Can you render every one of the rows below as a JSON list of strings, one string per line, with blank lines dropped and the pictures left out?

::: EXTRACTED RECORDS

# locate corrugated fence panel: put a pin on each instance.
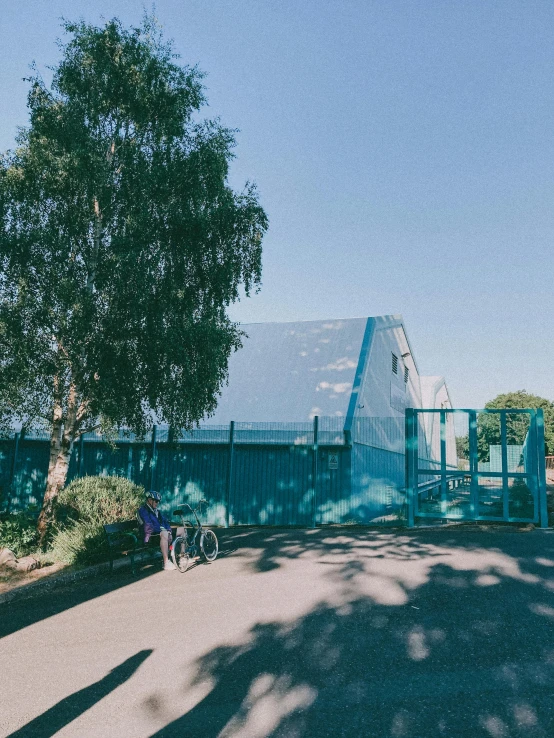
(333, 486)
(272, 486)
(6, 457)
(378, 479)
(103, 460)
(30, 474)
(188, 473)
(272, 480)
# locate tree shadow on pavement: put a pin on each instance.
(460, 645)
(68, 709)
(21, 613)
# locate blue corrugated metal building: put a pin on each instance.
(309, 430)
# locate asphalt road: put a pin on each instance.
(296, 633)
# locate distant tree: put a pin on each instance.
(488, 426)
(462, 446)
(121, 246)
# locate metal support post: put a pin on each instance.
(81, 455)
(444, 498)
(12, 471)
(543, 510)
(505, 480)
(411, 465)
(473, 463)
(153, 458)
(315, 471)
(228, 517)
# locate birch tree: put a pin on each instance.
(121, 246)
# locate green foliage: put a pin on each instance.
(80, 543)
(99, 500)
(83, 508)
(18, 533)
(462, 446)
(121, 242)
(488, 426)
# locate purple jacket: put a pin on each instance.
(150, 523)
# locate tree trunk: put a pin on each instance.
(61, 445)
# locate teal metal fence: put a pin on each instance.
(498, 481)
(301, 474)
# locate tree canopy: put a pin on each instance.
(517, 425)
(488, 426)
(121, 242)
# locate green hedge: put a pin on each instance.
(83, 508)
(18, 532)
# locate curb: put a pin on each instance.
(34, 589)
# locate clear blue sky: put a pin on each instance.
(404, 152)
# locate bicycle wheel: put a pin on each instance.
(179, 554)
(209, 546)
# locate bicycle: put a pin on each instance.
(185, 546)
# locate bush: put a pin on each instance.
(82, 509)
(99, 500)
(18, 532)
(79, 543)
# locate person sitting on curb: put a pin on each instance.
(154, 523)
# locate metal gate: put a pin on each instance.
(476, 465)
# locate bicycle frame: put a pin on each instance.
(190, 542)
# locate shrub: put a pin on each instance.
(18, 533)
(99, 500)
(83, 508)
(79, 543)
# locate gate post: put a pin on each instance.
(153, 458)
(11, 486)
(543, 510)
(81, 455)
(315, 471)
(411, 468)
(473, 463)
(228, 520)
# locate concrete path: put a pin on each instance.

::::::

_WORKED ANSWER:_
[
  "# locate corrugated fence panel: put a pin on each instance.",
  "(333, 486)",
  "(272, 486)",
  "(6, 457)",
  "(378, 479)",
  "(103, 460)",
  "(30, 474)",
  "(188, 473)",
  "(272, 480)",
  "# locate tree shadow on pavement: put a pin on each instance.",
  "(460, 645)",
  "(68, 709)",
  "(21, 613)",
  "# locate blue corrugated metal building: put a pin on each instance.",
  "(309, 430)",
  "# locate asphalt road: put a pin on each instance.",
  "(296, 633)",
  "# locate distant tree: put a pin on each instance.",
  "(488, 426)",
  "(462, 446)",
  "(121, 246)",
  "# locate metal support post: put a pin on each instance.",
  "(81, 455)",
  "(444, 498)",
  "(12, 471)",
  "(543, 510)",
  "(505, 480)",
  "(411, 465)",
  "(473, 463)",
  "(153, 458)",
  "(315, 471)",
  "(228, 517)",
  "# locate birch tree: put a pin on each instance.",
  "(121, 246)",
  "# locate green foliage: put a pin on each instance.",
  "(80, 543)",
  "(99, 500)",
  "(83, 508)",
  "(18, 533)",
  "(462, 446)",
  "(121, 242)",
  "(488, 426)",
  "# locate purple jacket: put a pin on each instance.",
  "(150, 523)",
  "# locate tree trunk: put a pin on each instance.",
  "(61, 445)",
  "# locate teal metal fence: put a pin on each instance.",
  "(498, 481)",
  "(301, 474)",
  "# locate tree canopy: put a pin on each instance.",
  "(517, 425)",
  "(488, 426)",
  "(121, 242)",
  "# locate green hedge: put a pin on each instance.",
  "(83, 508)",
  "(18, 532)",
  "# locate curb: put a pin on each instance.",
  "(34, 589)",
  "# locate clear blue sky: put a pin on each instance.",
  "(404, 152)",
  "# locate bicycle wheel: put a pin on each instance.",
  "(179, 554)",
  "(209, 546)",
  "# locate bicycle: put a pin on each instance.",
  "(185, 546)",
  "# locate bush: put a pin on each instance.",
  "(82, 509)",
  "(99, 500)",
  "(18, 532)",
  "(79, 543)",
  "# locate person sitting on curb: put a pin on each instance.",
  "(154, 523)",
  "# locate metal gate: put a pin on each instance.",
  "(476, 465)",
  "# locate bicycle frame: put a pin on each instance.",
  "(190, 542)",
  "# locate shrub: put a pin on each instance.",
  "(18, 533)",
  "(99, 500)",
  "(83, 508)",
  "(79, 543)",
  "# locate gate post: put a pin on each instance.",
  "(153, 458)",
  "(11, 486)",
  "(543, 510)",
  "(81, 455)",
  "(315, 471)",
  "(411, 468)",
  "(473, 463)",
  "(228, 520)",
  "# locate concrete path: put a pin on each instance."
]